### Задание A
Перечислите все фамилии людей, которые упоминаются во фрагменте о переписке канцлеров с Брежневым, приведенном ниже.
### Задание B
Ответьте на вопросы по фрагменту о переписке канцлеров с Брежневым, приведенному ниже:
(i) Когда переговоры Шееля с Громыко зашли в тупик?
(ii) Что всегда прилагалось к письмам, которые Брежнев вручал Ледневу?
(iii) Какую фразу, по словам автора, мало кто мог бы позволить себе в беседе со Шмидтом?

### Текст документа

Выбрать главу

Шеель, однако, испытал значительное облегчение, когда после того, как его переговоры с Громыко в августе 1970 года зашли в тупик, я ему доложил, что ради успеха дела задействовал наш канал. Это придало ему уверенности в том, что все образуется, что и произошло на самом деле.

Между Брандтом, как и его преемником Шмидтом, с одной стороны, и Брежневым — с другой, начался интенсивный обмен письмами по этому каналу, и не кто иной как Леднев принимал эти письма и доставлял их. При этом он проявил себя не только в роли письмоносца, но и в качестве незаурядной, образованной личности, исполненной такта, умной и в то же время полной решимости; он стал собеседником обоих федеральных канцлеров. Было не так уж много людей, которые— я сам тому свидетель— могли бы позволить себе заметить в беседе со Шмидтом: «А вот здесь вы заблуждаетесь, г-н федеральный канцлер», не испортив при этом ни личных, ни деловых отношений.

В то же время Слава умел спросить напрямик: «Что вам требуется?» и довольно точно дать оценку тому, что из этого можно сделать в Москве, а что нет. Когда Леднев рассказывал о том, какими замечаниями или вопросами Брежнев сопровождал вручение ему какого-либо письма, к которому ради удобства всегда были приложен перевод на немецкий, то это подтверждало предположение, что его следовало причислить к аппарату Генерального секретаря. Равно как и то, что Славе были хорошо известны пути и способы, как добиваться принятия необходимого решения в Москве.

### Материал

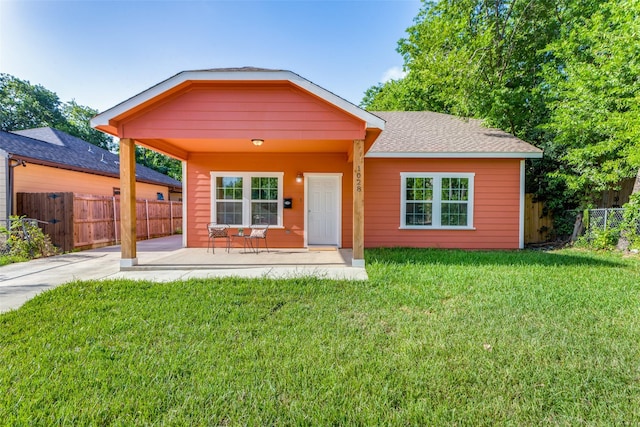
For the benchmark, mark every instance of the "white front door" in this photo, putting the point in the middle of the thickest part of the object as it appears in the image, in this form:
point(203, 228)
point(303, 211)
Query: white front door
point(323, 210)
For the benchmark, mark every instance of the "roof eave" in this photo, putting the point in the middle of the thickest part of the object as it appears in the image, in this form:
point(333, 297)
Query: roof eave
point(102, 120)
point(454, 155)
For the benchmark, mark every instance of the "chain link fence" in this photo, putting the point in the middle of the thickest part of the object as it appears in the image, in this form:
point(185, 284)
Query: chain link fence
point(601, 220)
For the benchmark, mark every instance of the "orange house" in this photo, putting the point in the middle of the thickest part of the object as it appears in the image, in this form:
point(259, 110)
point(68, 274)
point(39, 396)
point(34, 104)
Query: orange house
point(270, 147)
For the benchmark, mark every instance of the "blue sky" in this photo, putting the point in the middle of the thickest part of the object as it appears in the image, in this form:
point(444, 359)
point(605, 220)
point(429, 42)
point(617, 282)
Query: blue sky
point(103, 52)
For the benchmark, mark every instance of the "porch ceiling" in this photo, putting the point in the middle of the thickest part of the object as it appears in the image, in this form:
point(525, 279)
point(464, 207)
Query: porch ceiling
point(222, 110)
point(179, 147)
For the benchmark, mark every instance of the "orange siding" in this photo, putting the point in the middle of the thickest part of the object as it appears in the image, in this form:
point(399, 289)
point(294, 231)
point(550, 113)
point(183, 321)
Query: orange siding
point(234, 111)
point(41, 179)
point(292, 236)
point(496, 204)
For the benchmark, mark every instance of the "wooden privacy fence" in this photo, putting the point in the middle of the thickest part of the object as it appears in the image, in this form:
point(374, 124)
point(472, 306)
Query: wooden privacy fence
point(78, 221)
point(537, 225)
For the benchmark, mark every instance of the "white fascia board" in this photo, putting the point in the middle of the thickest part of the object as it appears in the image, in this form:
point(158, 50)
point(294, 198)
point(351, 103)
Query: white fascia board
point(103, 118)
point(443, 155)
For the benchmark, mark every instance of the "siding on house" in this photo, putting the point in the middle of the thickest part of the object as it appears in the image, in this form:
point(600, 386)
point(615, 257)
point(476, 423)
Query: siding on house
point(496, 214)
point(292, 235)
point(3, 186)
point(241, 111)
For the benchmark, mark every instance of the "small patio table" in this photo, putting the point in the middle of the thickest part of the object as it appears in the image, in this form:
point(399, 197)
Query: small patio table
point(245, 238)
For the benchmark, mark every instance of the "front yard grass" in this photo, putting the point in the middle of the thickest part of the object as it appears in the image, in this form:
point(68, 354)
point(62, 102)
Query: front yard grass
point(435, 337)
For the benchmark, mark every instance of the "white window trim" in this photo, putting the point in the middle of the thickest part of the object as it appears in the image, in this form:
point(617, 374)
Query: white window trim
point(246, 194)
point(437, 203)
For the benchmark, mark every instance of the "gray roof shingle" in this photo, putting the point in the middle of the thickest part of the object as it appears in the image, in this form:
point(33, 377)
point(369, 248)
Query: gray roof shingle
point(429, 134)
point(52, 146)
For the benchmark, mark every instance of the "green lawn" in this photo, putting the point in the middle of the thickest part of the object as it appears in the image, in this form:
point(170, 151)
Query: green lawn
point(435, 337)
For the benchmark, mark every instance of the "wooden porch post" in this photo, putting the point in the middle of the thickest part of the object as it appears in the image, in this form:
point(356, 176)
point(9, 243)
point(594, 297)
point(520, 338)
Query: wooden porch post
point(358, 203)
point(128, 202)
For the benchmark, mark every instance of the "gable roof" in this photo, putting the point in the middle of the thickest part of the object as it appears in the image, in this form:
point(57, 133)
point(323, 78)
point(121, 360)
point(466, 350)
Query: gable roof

### Решение A
Шеель, Громыко, Брандт, Шмидт, Брежнев, Леднев.

### Решение B
(i) В августе 1970 года.
(ii) Перевод на немецкий.
(iii) «А вот здесь вы заблуждаетесь, г-н федеральный канцлер».